### Reading passage
— BEGIN —

Pros and cons of a kitchen island
Kitchen islands are in vogue and you won’t open a homes magazine without them featuring in a kitchen layout. They run the gamut from bijoux with stools tucked underneath to vast with hobs, sink and wine coolers installed. Kitchen islands can be the workhorse of the kitchen and the hub of the home, and on the flipside, they can be cumbersome and impractical. Here are the pros and cons of a kitchen island to weigh up before you take the plunge.
Evolution of the kitchen island
The kitchen hasn’t always been the heart of the home, as we know it today. Kitchens were built purely for function and in the 1800s entertaining would be done elsewhere in the house, and only then this was for the wealthy.
In the 1930s, Frank Lloyd Wright described the kitchen as the “psychological centre of the home” and he designed the first mainstream iterations of open-plan living. From then, the concept really took off and by the 1950s it was commonplace for a neighbour to pop in and have a cup of tea around the kitchen table.
The 1970s, 80s and 90s saw TV chefs bringing viewers into their kitchens and cooking around a central station.
Since 2000, we’ve seen the biggest updates to a kitchen island with the installation of sinks, dishwashers and under-counter fridges. While there has been some variation of the design for many years, there are still pros and cons of a kitchen island to think about.
What are the pros of a kitchen island?
Kitchen islands are popular for a reason and there are a ton of pros to installing one in your home. One of the foremost pros is added counter space. The modern kitchen is so full of gadgets, from coffee machines to stand mixers, we’re often scrabbling about for worktop prep space. The kitchen island alleviates this issue.
Additional counter space is also handy if you’ve got a hob installed into your island, as your work flow from food prep to cooking will be seamless.
A kitchen island can add a real social element to your home and function as a place for everyone to gather around. Place bar stools around the island so family and friends can sit and chat while you cook. It’s great when you have guests over, as you won’t feel separated when entertaining and it can eliminate the need for a dining table. Or have your children do their homework at the kitchen island while you’re cooking dinner. If you have an open plan layout in your home, the island can provide a great focal point.
Another pro of a kitchen island is the amount of storage they can add to your kitchen. Think cupboards, drawers and open plan shelving. If you have the budget for it, then building in appliances like a wine fridge into your kitchen island can be a modern addition.
What are the cons?
Kitchen trends come and go, and that’s something you need to be aware of when installing a kitchen island. If you want to add value to your home, modern islands might be great right now, but potentially not for everyone if you’re looking to sell your house.
Think about how you move around your kitchen, an island can disrupt your flow, and dependent on size and design, they can look cumbersome. If you have a small kitchen and size restrictions, then a kitchen island might be a no-go.

— END —

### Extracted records
— BEGIN —

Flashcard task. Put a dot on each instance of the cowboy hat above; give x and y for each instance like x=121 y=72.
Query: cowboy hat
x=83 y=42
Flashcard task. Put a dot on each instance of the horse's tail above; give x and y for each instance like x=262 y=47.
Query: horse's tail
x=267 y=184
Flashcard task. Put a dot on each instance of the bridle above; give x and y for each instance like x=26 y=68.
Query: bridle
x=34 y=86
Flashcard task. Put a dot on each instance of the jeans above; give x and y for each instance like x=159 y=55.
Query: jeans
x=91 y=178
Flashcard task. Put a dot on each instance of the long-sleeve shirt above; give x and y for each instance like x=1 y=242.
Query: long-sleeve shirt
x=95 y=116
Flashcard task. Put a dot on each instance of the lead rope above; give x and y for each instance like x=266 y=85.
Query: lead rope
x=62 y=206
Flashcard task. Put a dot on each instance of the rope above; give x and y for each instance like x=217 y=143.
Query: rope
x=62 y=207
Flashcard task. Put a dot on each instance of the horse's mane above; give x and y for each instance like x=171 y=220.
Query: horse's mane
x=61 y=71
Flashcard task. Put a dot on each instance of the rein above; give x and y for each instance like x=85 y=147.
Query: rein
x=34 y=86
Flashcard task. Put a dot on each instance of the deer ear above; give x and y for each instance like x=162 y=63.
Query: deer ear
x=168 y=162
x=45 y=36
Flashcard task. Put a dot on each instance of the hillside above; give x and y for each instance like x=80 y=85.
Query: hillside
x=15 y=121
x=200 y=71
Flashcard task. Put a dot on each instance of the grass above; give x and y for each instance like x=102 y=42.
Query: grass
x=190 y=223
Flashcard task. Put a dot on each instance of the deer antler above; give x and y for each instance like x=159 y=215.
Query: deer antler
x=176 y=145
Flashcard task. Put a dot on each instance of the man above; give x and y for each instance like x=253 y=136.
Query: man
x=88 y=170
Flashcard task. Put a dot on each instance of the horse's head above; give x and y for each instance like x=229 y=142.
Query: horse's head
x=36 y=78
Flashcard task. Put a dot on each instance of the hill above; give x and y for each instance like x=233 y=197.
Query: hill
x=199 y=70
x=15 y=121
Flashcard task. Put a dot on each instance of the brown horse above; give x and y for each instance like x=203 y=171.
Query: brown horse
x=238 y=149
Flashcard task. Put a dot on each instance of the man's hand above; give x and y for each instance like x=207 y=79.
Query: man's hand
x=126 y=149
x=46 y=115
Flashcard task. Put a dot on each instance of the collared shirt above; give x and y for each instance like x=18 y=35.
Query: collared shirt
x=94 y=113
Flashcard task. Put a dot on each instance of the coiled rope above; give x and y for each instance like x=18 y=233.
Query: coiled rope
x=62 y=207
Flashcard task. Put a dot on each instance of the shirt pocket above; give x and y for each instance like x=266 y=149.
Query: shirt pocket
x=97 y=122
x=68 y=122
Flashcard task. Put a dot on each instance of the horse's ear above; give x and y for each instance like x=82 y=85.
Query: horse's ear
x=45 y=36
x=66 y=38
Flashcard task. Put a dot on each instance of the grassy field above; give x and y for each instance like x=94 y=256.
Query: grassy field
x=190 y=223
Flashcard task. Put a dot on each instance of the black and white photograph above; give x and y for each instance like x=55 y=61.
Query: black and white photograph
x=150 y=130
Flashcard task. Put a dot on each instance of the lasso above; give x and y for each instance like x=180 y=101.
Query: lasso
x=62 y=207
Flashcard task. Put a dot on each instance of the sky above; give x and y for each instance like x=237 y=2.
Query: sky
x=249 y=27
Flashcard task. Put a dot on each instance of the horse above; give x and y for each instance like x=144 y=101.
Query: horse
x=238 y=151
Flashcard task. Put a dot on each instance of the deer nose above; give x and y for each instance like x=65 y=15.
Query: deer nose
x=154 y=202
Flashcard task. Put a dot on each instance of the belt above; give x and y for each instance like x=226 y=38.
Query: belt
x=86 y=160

— END —

Write a continuation of the text on the pros and cons of a kitchen island, beginning after its final sentence. The rows above have no connection to the text on kitchen islands.

### Task result
Budget is another consideration. Kitchen islands range in price and the higher end finishes can be extremely expensive. If you’re adding appliances in your kitchen island, then you could run into problems with installation with not having adequate venting or plumbing for sinks.
Kitchen islands can be a magnet for clutter: the more workspaces you add, the more places there are to fill. Get proper storage within the island to minimise your risk of a messy kitchen.
Considerations if you’re thinking of installing a kitchen island
Choosing the right size kitchen island is one of the key considerations you’ll need to make. Go too big and it can look overbearing and be impractical, and go too small and it won’t serve the purposes of what you set out it to do, in terms of storage and counterspace. Both mistakes will look disproportionate in the kitchen.
As a rule of thumb, you should allow at least a metre to 1.2 metres around all sides of the island. Think about things like measuring the space when the fridge, cooker or dishwasher doors are open.
It’s not just size you’ll need to consider, you’ll also need to think about placement. Use the golden triangle kitchen rule to map out the three most frequently used areas in the kitchen. The hob and oven, the countertops for food prep and the fridge. Think about how you best operate between these spaces. A kitchen island is great for improving your workflow in your golden triangle, as it can minimise the steps between the three. If you’re adding a sink to your kitchen island, plan in where the plumbing will go.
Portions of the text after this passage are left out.